Problem 1 -
Which six energy companies does the article below on the big six energy firms name as members of that group?
Problem 2 -
According to the article below on the big six energy firms, how many pages of industry codes might the CMA call to get rid of?
Problem 3 -
In two sentences, what does the article below on the big six energy firms say?

Text segment -
========================
Breakup of big six energy firms not needed, says regulator

Big six energy firms
A CMA report will come as a relief to the big six firms but will frustrate some campaign groups. Photograph: PA

Hopes that a long-awaited report from financial regulators would recommend the breakup of big six energy suppliers such as British Gas and SSE are about to finally be dashed.

The Competition and Markets Authority (CMA) will deny that the large companies have been colluding to drive up profits and will even suggest reversing a new policy that restricts the number of tariffs on offer.

But the CMA will argue that it has been too easy for the traditional players to make significant profits and will recommend a raft of new intiatives in a bid to introduce innovation and encourage customers to switch to cheaper providers.

The decision in Tuesday’s interim report not to force the dismantling of the large companies which use “vertical integration” – owning power generation and supply businesses – will come as a huge relief to the big six companies which also include EDF Energy, RWE npower, E.ON and Scottish Power.

But it will frustrate some campaign groups and the Labour party, which under its former leader, Ed Miliband, had promoted the policy in a bid to break the 90% market share of the big six in the retail market.

Laura Hill, a spokeswoman for the Fuel Poverty Action group, said it would be “laughable” if switching was emphasised over breakup as it would put the responsibility for the current problems on customers, not companies.

“Blaming energy customers for the big six’s exploitative antics is disgraceful and will not end the hardship millions of households suffer during the winter months.”

Equally there will be alarm if the CMA – as expected – calls for a U-turn on the system whereby energy companies have been forced to concentrate on four key tariffs to get away from the previous system of dozens of different schemes which had confused customers.

But the CMA will argue that the key to unlocking the stranglehold of the big six on market share and profits is to make it easier for “sticky” customers to move to independent suppliers offering cheaper deals.

The CMA, which has been reviewing the working of the energy market for the last 12 months, may also call for a bonfire of the 10,500 pages of industry codes which cause bureaucracy and cost, particularly hindering smaller new market entrants.

Juliet Davenport, chief executive of independent supplier Good Energy, said she would be delighted to see the CMA cutting red tape because it was hankering innovation.
========================
Data extracts -
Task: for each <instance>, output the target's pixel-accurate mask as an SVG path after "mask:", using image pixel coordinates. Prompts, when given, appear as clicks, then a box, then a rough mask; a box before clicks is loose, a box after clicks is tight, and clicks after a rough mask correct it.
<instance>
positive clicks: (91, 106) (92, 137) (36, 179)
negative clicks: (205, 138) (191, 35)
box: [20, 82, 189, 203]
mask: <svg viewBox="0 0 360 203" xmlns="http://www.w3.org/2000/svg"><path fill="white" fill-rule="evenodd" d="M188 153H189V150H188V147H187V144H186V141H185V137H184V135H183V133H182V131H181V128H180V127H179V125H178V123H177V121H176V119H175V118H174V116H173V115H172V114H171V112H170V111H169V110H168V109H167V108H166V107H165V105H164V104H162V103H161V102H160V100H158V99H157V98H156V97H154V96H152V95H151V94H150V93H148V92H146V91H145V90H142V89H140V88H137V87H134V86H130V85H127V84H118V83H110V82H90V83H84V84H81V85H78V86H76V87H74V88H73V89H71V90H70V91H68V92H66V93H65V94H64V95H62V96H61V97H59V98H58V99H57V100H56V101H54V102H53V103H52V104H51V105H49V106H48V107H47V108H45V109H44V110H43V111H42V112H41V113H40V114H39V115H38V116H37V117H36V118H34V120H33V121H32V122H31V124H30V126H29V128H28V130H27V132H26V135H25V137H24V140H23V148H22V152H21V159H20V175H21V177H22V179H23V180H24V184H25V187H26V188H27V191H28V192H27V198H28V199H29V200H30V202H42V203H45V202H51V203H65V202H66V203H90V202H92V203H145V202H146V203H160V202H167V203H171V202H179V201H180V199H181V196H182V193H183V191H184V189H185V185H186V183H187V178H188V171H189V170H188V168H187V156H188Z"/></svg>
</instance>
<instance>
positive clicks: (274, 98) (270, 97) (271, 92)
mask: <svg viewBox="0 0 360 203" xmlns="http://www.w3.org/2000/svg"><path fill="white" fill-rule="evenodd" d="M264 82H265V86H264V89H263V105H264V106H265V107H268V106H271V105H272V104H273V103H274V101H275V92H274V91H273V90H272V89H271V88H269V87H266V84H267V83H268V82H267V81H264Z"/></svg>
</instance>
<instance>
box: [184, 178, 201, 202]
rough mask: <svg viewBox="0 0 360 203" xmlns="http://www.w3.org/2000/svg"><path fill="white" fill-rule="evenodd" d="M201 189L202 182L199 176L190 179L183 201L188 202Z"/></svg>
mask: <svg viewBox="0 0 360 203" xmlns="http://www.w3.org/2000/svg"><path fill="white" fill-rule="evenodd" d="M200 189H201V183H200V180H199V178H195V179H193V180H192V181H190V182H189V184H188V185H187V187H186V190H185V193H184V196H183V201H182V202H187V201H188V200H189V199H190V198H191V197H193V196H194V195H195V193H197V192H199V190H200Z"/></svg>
========================
Answer space 1 -
British Gas, SSE, EDF Energy, RWE npower, E.ON, Scottish Power

Answer space 2 -
10,500 pages.

Answer space 3 -
The Competition and Markets Authority's interim report will not recommend breaking up the big six energy suppliers, will deny they have colluded to raise profits, and may suggest reversing the limit on the number of tariffs. Instead, it will argue the firms have found profits too easy and will push measures to encourage innovation and make switching to cheaper independent suppliers easier, a stance that relieves the big six but frustrates some campaign groups and the Labour party.